It is argued in respect of the first question that the ICC is undeniably the international penal tribunal envisaged in Article VI of the Genocide Convention. This triggers a duty to cooperate when an individual is charged by the ICC for genocide, as is the case with Al Bashir as of July 2010, and when the state party to the Genocide Convention has accepted the jurisdiction of the ICC. I support the view that a member of the United Nations must be regarded as having accepted the jurisdiction of the ICC, when that jurisdiction is the direct result of a binding Security Council resolution.

Regarding the second issue, immunities for Al Bashir as acting Head of State cannot be considered as a bar to his arrest in other States. Although Resolution 1593 could have been better drafted, its gist—and object and purpose—must be the effective prosecution of the most responsible persons. I agree with the view that Resolution 1593 equals Sudan for cooperation purposes to a State Party to the ICC Statute. The result is that immunities do not apply, just as they do not apply between ICC States Parties. But even if the Pre-Trial Chamber which requested all States Parties to arrest Al Bashir, had acted in violation of Article 98 it is uncertain whether this can be regarded as a ground justifying refusal to cooperate recognized under the Statute. States cannot be allowed to decide unilaterally that the Court has acted ultra vires and to attach to such determination the consequences they deem fit.

Finally, the present opinion takes issue with the position of the African Union (AU) on cooperation with the ICC. Apart from Head of State immunity—already discussed—it appears that the AU advances some sort of ‘essential State interests’ as justification for refusal of its members to cooperate. Although this is not recognized as a ground to refuse cooperation, Part 9 of the Statute does not necessarily exhaustively set out grounds for refusal. Article 97 could be the basis on which States submit to the Court impediments in the execution of requests for assistance. Clearly a high threshold should apply and it is questionable whether the concerns advanced by the AU would meet such threshold.

[Position annotation records]
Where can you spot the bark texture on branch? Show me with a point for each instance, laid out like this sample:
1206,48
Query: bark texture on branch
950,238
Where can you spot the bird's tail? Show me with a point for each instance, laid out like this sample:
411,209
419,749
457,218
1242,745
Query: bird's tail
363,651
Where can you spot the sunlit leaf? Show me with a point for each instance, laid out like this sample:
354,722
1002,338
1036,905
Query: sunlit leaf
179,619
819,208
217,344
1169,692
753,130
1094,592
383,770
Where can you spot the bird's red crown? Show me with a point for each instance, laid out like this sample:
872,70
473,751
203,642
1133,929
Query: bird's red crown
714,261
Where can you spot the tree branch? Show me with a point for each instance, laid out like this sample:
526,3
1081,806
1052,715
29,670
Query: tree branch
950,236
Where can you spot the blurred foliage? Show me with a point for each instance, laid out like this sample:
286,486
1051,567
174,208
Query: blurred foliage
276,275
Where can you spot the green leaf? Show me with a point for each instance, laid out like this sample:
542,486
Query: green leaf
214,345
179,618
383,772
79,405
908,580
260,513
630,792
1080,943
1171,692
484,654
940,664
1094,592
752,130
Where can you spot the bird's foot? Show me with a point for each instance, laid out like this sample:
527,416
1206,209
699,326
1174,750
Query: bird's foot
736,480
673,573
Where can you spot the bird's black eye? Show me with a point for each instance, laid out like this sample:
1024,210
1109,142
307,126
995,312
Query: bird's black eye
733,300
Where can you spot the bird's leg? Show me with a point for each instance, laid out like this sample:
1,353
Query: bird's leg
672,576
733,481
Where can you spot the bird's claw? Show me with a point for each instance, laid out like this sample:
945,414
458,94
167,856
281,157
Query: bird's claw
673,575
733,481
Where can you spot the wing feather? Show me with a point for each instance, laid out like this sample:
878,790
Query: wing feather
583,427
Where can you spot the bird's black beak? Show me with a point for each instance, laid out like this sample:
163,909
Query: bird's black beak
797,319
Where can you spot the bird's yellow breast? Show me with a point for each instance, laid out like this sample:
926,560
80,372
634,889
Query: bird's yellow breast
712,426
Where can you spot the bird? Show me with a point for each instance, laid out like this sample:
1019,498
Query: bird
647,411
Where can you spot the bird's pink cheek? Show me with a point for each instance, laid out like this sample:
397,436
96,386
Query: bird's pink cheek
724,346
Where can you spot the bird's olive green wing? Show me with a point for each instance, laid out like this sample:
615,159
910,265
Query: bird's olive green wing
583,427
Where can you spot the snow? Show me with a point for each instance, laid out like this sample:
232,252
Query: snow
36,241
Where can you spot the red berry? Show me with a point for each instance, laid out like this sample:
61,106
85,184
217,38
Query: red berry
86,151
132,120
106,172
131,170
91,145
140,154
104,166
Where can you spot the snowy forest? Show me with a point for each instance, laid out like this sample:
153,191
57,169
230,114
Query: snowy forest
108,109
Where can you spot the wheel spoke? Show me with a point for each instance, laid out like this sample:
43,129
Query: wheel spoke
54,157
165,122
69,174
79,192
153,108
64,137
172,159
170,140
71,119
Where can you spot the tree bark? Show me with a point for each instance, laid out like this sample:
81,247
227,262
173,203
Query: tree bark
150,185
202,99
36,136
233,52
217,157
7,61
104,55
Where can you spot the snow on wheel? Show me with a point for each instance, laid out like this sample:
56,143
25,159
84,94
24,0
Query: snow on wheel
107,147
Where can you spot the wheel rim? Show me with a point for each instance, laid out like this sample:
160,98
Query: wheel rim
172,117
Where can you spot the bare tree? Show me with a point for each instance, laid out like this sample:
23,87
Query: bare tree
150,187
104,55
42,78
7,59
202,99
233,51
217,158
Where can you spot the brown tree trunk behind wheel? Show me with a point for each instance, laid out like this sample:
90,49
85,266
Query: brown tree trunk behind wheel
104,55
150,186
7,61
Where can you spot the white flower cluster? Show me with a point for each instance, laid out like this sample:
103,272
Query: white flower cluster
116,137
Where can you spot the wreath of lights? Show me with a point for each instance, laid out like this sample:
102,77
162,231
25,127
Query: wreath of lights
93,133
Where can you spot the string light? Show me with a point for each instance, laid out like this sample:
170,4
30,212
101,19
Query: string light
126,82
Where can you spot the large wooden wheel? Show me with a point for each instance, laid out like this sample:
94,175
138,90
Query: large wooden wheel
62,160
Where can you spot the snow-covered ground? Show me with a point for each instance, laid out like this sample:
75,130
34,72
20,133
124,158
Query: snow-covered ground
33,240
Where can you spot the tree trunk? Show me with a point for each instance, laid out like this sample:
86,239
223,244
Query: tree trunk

# What to work on
(a) Count how many lines of the records contain the string "lights", treating uppercase and lowercase as different, and give only that number.
(b) Carry on writing the opinion on ICC cooperation in the arrest of Al Bashir, picking up after its final sentence.
The opinion on ICC cooperation and the records are unrelated to each other.

# Answers in order
(a) 2

(b)
In an afterthought to this opinion it is submitted that until this day the Court has used the wrong procedures in dealing with instances of non-cooperation. We could be much more advanced in this situation if the Court would have followed, as a rule and directly, to all instances of non-cooperation the procedure embodied in Article 87(7) and Regulation 109 of the Court.

Argument

This opinion focuses on three aspects of ‘cooperation issues’ triggered by the Al Bashir arrest warrant. First, the question is answered whether the Genocide Convention can be used as a basis for cooperation obligations of States parties to that treaty. Second, it will be examined whether Head of State immunities applicable to Al Bashir constitute an impediment to his arrest by ICC States parties. Third, this opinion concentrates on certain issues related to non-cooperation by the African Union (AU). Finally, I will offer a few concluding observations on procedures dealing with non—cooperation.

Cooperation under the Genocide Convention

Article VI of the Genocide Convention says that persons charged with genocide shall be tried by a competent tribunal of the State in the territory of which the act was committed, or by such international penal tribunal as may have jurisdiction with respect to those Contracting Parties which shall have accepted its jurisdiction.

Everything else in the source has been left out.